Jobs:
A – In the forum thread below about Uber driving costs, explain how the poster arrives at a cost of 46 cents per mile in one to three sentences.
B – Translate this sentence from the forum thread below about Uber driving costs into Spanish: "Note these numbers are specific for my vehicle and my personal tax situation and current gas prices."
C – Carry the forum thread about Uber driving costs forward from the last line shown below.

Extracted text:
**********

SuperDuperUber said:


> How did you come up with 46 cents a mile on costs?


The total cost of ownership on my used Toyota Prius with gas at $2/gallon, and running 26,000 miles/year for Uber works out to be $.27/mile. My personal tax liability per my accountant is $.14/mile. The other $.05/mile are the few extras I spend on my car such as a monthly Spotify subscription, the Aux cable I just bought, winter rubber slush mats, etc. Note these numbers are specific for my vehicle and my personal tax situation and current gas prices.

Cars.com has an example of what goes into total cost of ownership. You can find your vehicle here: http://www.cars.com/toyota/prius/2014/costofownership


----------



## DriverJ (Sep 1, 2014)

Brady said:


> Uber benefits me far more than the money it brings in.


I respect that everyone needs to do what is right for them, but I'm just curious - how does it benefit you so greatly? There may be something I'm missing.


----------



## Brady (Oct 6, 2014)

DriverJ said:


> I respect that everyone needs to do what is right for them, but I'm just curious - how does it benefit you so greatly? There may be something I'm missing.

**********

Source data:

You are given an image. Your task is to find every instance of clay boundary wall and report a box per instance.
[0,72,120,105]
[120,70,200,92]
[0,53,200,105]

**********

The responses:
A – The poster adds three per-mile amounts. These are a total cost of ownership of $.27 for a used Toyota Prius driven 26,000 miles a year with gas at $2 per gallon, a personal tax liability of $.14 set by the poster's accountant, and $.05 for extras such as a Spotify subscription, an Aux cable, and winter slush mats.

B – Tenga en cuenta que estas cifras son específicas de mi vehículo, de mi situación fiscal personal y de los precios actuales de la gasolina.

C –
I explained that in the original post. It's helps me to get to know my city better than I would if I wasn't driving. Along with the usual annoying drunks, I also meet a lot of great people. It's an enjoyable hobby. There are people who collect stamps, golf, count trains, and other hobbies that hold no interest to me and usually have a negative bottom line. As least my hobby more than pays for itself. As someone in a white collar day job with a lot of stress and pressure, driving is a relaxing pastime. If it's a "job", it's by far the easiest job I've ever had.


----------



## DriverJ (Sep 1, 2014)

Brady said:


> I explained that in the original post. It's helps me to get to know my city better than I would if I wasn't driving. Along with the usual annoying drunks, I also meet a lot of great people. It's an enjoyable hobby. There are people who collect stamps, golf, count trains, and other hobbies that hold no interest to me and usually have a negative bottom line. As least my hobby more than pays for itself. As someone in a white collar day job with a lot of stress and pressure, driving is a relaxing pastime. If it's a "job", it's by far the easiest job I've ever had.


Uh, okay. I'd hate to have to get to know my city by driving a cab, but to each their own. I'd bet if you'd try the other end of the Uber equation and go out and do things to get acquainted with your city, and meet people, you'd find it a lot more enjoyable. Plus, you'd have a car when it was over. Also, if you don't already know your city, driving a cab might not be the best job for you.


----------



## DFWFusion (Dec 21, 2014)

ElectroFuzz said:


> We are currently on $1.20 per mile + $0.20 per minute
> If they cut it any further I quit.
> 
> If those 48 markets that were recently cut will keep driving
> ...


Our rates got cut right before the National Championship Game.


----------



## Former Yellow Driver (Sep 5, 2014)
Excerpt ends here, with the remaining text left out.